Set problem -> Copy every one of the items below word for word, changing nothing.

- - -

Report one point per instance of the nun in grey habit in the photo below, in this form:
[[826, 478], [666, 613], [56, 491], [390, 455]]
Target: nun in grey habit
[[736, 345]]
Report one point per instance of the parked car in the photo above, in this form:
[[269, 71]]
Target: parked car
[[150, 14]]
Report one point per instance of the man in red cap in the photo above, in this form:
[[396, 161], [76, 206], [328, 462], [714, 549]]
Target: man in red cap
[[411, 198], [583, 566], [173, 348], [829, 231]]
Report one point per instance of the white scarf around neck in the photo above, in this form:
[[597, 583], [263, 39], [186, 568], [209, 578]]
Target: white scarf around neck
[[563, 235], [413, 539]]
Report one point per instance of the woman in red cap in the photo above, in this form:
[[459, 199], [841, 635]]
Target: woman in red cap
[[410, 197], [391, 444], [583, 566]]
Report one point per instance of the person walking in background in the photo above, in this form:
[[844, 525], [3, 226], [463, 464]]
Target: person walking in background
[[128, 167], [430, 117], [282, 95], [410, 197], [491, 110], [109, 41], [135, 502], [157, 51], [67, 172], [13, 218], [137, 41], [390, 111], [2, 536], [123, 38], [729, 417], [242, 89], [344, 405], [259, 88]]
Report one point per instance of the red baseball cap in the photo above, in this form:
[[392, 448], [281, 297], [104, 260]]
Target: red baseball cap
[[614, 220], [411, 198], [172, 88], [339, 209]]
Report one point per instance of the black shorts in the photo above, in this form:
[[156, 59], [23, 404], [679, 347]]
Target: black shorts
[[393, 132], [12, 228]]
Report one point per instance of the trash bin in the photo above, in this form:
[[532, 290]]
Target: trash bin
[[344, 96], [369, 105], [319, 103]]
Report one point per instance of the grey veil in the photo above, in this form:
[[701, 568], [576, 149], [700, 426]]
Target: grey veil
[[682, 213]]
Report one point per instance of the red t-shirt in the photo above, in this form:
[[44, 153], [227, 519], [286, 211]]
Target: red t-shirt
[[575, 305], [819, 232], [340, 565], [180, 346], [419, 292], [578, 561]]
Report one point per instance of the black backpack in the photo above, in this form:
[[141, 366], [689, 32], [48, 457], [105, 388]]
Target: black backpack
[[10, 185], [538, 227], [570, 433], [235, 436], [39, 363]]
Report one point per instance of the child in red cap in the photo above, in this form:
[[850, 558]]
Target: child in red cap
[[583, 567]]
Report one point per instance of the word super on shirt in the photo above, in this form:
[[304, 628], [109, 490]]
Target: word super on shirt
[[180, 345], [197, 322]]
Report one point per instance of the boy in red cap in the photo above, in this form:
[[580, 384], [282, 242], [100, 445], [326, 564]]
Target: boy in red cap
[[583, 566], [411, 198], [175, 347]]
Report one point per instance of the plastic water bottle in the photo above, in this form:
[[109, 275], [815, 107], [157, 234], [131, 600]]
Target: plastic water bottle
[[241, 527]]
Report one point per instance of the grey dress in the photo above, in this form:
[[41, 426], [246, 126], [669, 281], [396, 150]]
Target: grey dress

- - -

Response to the task ->
Report one point per instance of the nun in grey habit in the photo below, in this form:
[[826, 478], [666, 613], [56, 491], [390, 455]]
Target: nun in grey habit
[[736, 345]]
Report one point per instance of the parked car in the photo above, in this form:
[[269, 71]]
Target: parked car
[[150, 14]]
Report one point per instance of the man in red cap in the photo above, in this form:
[[396, 161], [76, 206], [328, 462], [714, 549]]
Target: man in red cap
[[411, 198], [583, 566], [173, 348], [829, 231]]
Report one point per instance of the white scarf around neck in the photo above, in this form:
[[597, 583], [263, 39], [186, 568], [209, 578]]
Target: white scarf around neck
[[563, 235], [413, 539]]
Report one point per instance of the woman in red cap in the photo above, in this form:
[[459, 199], [841, 635]]
Target: woman in red cap
[[410, 197], [391, 444], [583, 566]]
Report one point per instance of the person walking in background in the photo above, in this form:
[[844, 525], [3, 226], [463, 464]]
Target: person walking in background
[[128, 167], [430, 117], [282, 95], [410, 197], [491, 110], [109, 41], [135, 502], [157, 51], [67, 172], [13, 218], [137, 41], [390, 111], [2, 536], [123, 38], [729, 417], [242, 89], [344, 405], [259, 88]]
Report one point per instance of the red baseball cap in the photo above, in this form:
[[392, 448], [281, 297], [104, 260]]
Target: red baseball cap
[[614, 220], [411, 198], [172, 88], [339, 209]]
Report one point per instance of the black shorts in the photo above, in this form:
[[156, 59], [23, 404], [679, 347]]
Target: black shorts
[[393, 132], [12, 228]]
Report one point per instance of the trash bin in the photo above, in this form:
[[532, 290]]
Target: trash bin
[[344, 96], [369, 105], [319, 103]]
Report one point per instance of the grey veil in the photo above, in this form:
[[701, 568], [576, 149], [700, 426]]
Target: grey veil
[[682, 213]]
Report one point per instance of the red t-shirt in the photo above, in this form:
[[44, 153], [227, 519], [286, 211]]
Target: red t-shirt
[[575, 305], [819, 232], [340, 565], [180, 346], [419, 292], [578, 561]]
Report one point per instance of the black backpack in the photo above, in this form:
[[141, 366], [689, 32], [48, 457], [105, 388]]
Target: black backpack
[[10, 185], [538, 227], [570, 433], [235, 436], [39, 363]]
Report one point per instance of the child in red cap in the photo above, in this form:
[[850, 558]]
Target: child in red cap
[[583, 567]]
Report one point per instance of the word super on shirt in the photo above, in this form:
[[304, 628], [109, 490]]
Target: word super on shirt
[[180, 345], [197, 322]]
Report one point per instance of the boy in red cap in the photo above, in this form:
[[580, 384], [282, 242], [100, 445], [326, 564]]
Target: boy in red cap
[[583, 566], [411, 198], [175, 347]]
Report one point per instance of the plastic water bottle in the photo above, in this form:
[[109, 275], [815, 107], [157, 234], [131, 600]]
Target: plastic water bottle
[[241, 527]]
Report one point per instance of the grey dress in the photo above, in this form:
[[41, 426], [246, 126], [669, 281], [396, 150]]
Target: grey dress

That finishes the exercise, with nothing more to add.